[Pointing and labeling entries]

-*-*-

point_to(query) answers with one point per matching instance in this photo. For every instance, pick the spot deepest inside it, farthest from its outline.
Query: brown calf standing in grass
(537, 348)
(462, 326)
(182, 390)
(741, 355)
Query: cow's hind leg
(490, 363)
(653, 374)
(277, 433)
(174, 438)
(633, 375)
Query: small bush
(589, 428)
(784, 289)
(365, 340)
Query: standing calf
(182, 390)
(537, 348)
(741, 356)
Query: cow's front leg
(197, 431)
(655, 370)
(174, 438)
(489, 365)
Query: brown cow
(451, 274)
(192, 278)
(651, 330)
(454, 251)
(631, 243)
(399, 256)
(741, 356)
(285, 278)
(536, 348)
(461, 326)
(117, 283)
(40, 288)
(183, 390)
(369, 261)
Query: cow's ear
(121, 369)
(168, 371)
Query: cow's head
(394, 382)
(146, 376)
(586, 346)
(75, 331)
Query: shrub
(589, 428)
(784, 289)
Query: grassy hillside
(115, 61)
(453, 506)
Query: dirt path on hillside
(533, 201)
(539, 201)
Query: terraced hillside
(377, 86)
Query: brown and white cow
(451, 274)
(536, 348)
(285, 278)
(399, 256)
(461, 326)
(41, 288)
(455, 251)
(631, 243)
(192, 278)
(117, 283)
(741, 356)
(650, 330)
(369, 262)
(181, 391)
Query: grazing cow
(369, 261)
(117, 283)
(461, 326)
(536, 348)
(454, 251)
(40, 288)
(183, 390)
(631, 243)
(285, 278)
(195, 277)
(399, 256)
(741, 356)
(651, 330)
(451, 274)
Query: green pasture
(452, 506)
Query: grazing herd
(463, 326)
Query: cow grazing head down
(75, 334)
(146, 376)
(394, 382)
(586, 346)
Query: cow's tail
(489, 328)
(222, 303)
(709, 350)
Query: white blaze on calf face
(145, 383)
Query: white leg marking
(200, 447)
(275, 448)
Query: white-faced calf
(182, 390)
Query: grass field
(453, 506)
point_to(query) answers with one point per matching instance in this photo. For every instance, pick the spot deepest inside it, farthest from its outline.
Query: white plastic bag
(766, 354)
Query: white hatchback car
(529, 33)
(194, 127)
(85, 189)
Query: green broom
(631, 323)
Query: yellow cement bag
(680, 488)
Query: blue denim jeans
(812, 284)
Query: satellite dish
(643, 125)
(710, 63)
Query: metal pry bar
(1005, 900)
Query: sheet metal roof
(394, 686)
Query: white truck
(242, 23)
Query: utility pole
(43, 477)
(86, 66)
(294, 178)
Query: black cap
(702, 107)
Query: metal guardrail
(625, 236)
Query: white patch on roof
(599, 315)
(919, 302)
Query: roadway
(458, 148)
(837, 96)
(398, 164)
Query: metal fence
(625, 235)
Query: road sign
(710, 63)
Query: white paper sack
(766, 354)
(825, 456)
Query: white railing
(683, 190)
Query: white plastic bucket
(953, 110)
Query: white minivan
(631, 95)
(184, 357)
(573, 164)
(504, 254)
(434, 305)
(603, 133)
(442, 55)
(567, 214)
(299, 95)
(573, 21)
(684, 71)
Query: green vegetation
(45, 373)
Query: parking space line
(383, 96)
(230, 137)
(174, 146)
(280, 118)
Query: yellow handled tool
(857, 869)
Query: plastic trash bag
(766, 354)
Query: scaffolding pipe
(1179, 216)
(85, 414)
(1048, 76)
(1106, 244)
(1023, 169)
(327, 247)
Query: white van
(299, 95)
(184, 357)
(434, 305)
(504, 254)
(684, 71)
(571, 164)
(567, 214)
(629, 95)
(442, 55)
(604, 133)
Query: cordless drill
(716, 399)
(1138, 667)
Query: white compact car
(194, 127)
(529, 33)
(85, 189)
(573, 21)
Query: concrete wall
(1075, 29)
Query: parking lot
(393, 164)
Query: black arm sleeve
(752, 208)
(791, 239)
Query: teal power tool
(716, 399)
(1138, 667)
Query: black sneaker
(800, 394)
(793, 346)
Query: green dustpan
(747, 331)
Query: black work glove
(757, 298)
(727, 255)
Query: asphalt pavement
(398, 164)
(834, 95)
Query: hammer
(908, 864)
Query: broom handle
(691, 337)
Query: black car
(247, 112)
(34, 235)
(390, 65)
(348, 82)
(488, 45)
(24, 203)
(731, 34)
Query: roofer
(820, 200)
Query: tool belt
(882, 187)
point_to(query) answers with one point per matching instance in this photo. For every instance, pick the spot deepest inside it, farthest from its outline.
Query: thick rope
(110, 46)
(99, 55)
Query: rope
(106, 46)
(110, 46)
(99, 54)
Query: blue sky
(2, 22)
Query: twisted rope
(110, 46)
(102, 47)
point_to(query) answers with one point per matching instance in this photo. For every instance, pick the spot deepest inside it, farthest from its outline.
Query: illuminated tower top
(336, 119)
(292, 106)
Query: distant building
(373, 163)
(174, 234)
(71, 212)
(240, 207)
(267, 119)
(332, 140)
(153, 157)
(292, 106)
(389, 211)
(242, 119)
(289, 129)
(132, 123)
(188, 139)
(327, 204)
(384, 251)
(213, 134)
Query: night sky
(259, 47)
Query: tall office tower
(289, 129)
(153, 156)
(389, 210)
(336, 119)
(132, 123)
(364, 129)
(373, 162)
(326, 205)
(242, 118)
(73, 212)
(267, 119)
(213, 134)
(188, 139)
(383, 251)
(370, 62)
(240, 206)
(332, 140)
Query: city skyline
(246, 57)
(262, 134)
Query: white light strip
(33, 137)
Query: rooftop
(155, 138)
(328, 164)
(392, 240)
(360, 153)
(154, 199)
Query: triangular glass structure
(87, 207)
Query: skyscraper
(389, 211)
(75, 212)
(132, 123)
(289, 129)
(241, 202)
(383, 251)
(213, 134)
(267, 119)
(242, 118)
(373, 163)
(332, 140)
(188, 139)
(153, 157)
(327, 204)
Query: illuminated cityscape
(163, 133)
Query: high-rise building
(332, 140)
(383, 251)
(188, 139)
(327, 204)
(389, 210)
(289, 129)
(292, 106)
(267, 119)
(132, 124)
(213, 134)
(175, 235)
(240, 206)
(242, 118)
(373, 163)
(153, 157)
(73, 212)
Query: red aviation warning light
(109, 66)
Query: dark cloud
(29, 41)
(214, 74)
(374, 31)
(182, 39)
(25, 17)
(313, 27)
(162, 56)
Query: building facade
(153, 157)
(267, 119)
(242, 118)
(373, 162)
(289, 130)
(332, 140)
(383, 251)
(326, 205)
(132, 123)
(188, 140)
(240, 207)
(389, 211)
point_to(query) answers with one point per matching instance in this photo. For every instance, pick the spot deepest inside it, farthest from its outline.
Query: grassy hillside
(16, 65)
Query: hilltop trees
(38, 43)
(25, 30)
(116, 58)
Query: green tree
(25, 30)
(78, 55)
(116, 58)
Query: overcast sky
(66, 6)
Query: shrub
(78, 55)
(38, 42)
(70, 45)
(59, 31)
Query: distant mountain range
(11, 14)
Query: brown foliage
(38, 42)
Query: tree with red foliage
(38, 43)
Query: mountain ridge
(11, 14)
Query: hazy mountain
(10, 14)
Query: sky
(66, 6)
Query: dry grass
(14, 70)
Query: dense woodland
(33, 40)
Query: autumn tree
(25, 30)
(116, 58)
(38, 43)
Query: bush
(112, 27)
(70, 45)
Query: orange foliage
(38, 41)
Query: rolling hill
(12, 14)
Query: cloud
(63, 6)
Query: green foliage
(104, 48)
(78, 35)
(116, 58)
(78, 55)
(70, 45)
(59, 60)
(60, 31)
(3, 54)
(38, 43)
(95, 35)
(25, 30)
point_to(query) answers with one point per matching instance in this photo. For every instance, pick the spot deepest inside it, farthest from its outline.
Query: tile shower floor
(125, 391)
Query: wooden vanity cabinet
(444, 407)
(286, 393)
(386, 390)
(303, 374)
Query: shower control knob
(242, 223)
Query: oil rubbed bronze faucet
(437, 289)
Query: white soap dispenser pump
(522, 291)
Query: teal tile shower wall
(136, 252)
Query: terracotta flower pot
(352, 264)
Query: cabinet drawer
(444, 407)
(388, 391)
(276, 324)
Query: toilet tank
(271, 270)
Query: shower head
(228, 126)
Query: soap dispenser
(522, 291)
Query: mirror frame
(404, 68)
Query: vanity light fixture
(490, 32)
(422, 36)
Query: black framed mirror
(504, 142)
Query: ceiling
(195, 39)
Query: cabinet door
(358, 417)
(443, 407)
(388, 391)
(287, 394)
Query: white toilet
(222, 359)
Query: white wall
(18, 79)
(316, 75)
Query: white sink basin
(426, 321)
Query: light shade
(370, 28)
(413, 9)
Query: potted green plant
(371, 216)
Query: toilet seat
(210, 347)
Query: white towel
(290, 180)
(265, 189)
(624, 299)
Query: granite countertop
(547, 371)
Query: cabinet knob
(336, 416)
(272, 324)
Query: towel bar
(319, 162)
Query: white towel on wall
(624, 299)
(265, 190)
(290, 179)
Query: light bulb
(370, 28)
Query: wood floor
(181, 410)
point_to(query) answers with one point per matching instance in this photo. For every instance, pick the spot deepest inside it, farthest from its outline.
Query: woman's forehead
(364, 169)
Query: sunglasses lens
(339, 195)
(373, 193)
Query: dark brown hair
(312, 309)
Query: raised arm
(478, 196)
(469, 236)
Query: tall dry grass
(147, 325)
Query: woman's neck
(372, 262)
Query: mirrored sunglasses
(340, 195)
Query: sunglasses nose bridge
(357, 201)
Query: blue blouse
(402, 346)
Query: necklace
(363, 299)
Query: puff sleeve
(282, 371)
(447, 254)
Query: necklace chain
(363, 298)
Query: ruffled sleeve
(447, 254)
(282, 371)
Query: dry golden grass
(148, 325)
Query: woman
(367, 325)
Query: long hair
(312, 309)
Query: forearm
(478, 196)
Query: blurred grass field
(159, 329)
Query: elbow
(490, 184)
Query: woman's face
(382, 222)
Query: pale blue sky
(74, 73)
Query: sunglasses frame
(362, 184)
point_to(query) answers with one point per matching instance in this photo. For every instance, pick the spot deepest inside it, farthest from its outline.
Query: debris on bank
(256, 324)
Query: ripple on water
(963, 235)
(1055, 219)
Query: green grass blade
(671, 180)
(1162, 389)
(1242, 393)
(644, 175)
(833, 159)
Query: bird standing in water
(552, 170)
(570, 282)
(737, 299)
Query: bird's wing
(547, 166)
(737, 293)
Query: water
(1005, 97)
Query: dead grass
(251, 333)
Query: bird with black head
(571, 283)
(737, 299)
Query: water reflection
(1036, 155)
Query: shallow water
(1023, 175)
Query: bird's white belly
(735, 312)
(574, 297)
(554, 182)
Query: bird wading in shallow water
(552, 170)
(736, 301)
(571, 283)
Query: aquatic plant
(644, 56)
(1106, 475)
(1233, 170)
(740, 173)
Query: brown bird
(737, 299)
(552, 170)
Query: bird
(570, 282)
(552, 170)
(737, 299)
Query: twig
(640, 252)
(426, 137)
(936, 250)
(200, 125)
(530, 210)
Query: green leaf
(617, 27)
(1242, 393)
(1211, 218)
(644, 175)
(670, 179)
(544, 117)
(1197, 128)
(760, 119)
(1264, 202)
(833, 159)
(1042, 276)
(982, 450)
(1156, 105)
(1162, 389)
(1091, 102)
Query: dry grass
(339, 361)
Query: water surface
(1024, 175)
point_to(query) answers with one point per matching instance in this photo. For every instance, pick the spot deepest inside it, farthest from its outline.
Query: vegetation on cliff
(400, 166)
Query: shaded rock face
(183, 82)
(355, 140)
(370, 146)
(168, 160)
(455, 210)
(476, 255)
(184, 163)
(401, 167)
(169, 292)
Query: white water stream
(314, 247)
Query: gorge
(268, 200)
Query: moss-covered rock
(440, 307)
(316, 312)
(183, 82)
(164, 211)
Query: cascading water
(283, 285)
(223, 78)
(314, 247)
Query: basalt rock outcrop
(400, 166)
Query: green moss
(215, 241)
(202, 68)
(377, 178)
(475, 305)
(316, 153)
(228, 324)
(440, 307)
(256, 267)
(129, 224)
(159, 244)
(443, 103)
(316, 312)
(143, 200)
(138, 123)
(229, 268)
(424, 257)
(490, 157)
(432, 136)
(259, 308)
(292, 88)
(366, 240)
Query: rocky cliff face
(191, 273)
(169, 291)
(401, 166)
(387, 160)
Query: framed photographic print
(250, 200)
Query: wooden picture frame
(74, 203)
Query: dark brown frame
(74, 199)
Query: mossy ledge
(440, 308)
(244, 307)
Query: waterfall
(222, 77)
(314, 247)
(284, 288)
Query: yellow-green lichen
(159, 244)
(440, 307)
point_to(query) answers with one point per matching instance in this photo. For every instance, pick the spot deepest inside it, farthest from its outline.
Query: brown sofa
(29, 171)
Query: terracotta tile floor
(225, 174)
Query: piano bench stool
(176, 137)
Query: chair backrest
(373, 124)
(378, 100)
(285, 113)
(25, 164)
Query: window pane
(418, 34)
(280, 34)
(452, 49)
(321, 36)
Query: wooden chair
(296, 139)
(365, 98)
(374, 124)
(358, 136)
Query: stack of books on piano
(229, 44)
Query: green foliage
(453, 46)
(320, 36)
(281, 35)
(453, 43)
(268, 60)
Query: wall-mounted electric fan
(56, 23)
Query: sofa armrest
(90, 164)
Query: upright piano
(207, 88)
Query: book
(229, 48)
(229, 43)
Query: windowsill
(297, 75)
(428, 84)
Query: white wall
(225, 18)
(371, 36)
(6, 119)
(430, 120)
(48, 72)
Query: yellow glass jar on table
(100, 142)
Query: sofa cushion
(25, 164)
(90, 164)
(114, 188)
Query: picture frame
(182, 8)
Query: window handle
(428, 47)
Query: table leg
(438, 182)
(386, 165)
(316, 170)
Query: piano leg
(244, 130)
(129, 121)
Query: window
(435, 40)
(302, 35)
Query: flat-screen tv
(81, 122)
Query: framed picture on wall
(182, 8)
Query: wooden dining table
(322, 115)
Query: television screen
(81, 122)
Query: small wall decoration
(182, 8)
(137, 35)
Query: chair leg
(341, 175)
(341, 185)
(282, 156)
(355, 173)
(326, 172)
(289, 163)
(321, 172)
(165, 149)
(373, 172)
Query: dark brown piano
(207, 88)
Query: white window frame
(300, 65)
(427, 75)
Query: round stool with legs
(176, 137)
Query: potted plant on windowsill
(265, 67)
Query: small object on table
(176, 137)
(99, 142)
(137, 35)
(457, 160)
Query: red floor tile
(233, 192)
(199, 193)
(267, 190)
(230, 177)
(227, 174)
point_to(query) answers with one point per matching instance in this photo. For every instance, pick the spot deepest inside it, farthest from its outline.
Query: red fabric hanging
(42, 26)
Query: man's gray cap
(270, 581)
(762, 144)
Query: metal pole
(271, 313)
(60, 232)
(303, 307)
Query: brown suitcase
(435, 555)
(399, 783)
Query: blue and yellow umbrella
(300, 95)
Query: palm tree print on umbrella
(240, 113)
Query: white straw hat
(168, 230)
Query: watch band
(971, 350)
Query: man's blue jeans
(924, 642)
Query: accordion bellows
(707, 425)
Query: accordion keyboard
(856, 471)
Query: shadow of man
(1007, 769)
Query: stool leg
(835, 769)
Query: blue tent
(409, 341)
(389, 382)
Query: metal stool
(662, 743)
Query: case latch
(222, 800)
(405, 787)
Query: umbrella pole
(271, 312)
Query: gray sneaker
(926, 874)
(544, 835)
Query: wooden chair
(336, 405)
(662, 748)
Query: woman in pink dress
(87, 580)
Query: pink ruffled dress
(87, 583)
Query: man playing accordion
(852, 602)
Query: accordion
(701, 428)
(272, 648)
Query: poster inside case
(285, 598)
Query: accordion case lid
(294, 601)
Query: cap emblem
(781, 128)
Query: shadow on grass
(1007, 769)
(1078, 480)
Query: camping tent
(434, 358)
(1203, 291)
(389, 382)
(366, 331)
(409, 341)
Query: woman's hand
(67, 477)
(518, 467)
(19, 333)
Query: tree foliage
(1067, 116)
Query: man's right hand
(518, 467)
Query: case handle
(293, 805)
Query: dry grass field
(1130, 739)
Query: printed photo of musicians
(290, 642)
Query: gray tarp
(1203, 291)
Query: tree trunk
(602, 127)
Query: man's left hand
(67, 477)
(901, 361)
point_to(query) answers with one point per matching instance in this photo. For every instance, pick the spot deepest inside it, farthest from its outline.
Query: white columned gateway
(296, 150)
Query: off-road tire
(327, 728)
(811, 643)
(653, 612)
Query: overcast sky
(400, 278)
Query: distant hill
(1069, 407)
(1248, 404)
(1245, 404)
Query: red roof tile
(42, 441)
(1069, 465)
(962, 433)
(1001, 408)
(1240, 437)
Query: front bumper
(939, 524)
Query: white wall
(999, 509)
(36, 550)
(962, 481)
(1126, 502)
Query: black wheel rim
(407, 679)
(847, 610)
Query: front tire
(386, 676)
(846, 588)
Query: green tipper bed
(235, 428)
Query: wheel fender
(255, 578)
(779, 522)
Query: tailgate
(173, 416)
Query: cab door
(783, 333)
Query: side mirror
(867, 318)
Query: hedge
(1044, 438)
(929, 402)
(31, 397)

-*-*-

◆ EXERCISE REQUIREMENTS
From the line that contains "Query: tree foliage" to the last line of the material above, repeat every line exactly, keeping both the first and the last.

◆ TASK OUTPUT
Query: tree foliage
(1067, 116)
Query: man's right hand
(518, 467)
Query: case handle
(293, 805)
Query: dry grass field
(1130, 739)
Query: printed photo of musicians
(290, 642)
Query: gray tarp
(1203, 291)
Query: tree trunk
(602, 127)
Query: man's left hand
(67, 477)
(901, 361)
point_to(query) answers with one point per matching instance in this photo. For every instance, pick the spot deepest inside it, farthest from its outline.
Query: white columned gateway
(296, 150)
Query: off-road tire
(327, 728)
(811, 643)
(653, 612)
Query: overcast sky
(400, 278)
Query: distant hill
(1069, 407)
(1248, 404)
(1245, 404)
Query: red roof tile
(42, 441)
(1069, 465)
(962, 433)
(1001, 408)
(1240, 437)
Query: front bumper
(939, 524)
Query: white wall
(999, 509)
(36, 550)
(962, 481)
(1126, 502)
Query: black wheel rim
(407, 679)
(847, 610)
Query: front tire
(386, 676)
(846, 588)
Query: green tipper bed
(235, 428)
Query: wheel fender
(255, 578)
(779, 522)
Query: tailgate
(173, 416)
Query: cab door
(783, 333)
Query: side mirror
(867, 318)
Query: hedge
(1044, 438)
(929, 402)
(31, 397)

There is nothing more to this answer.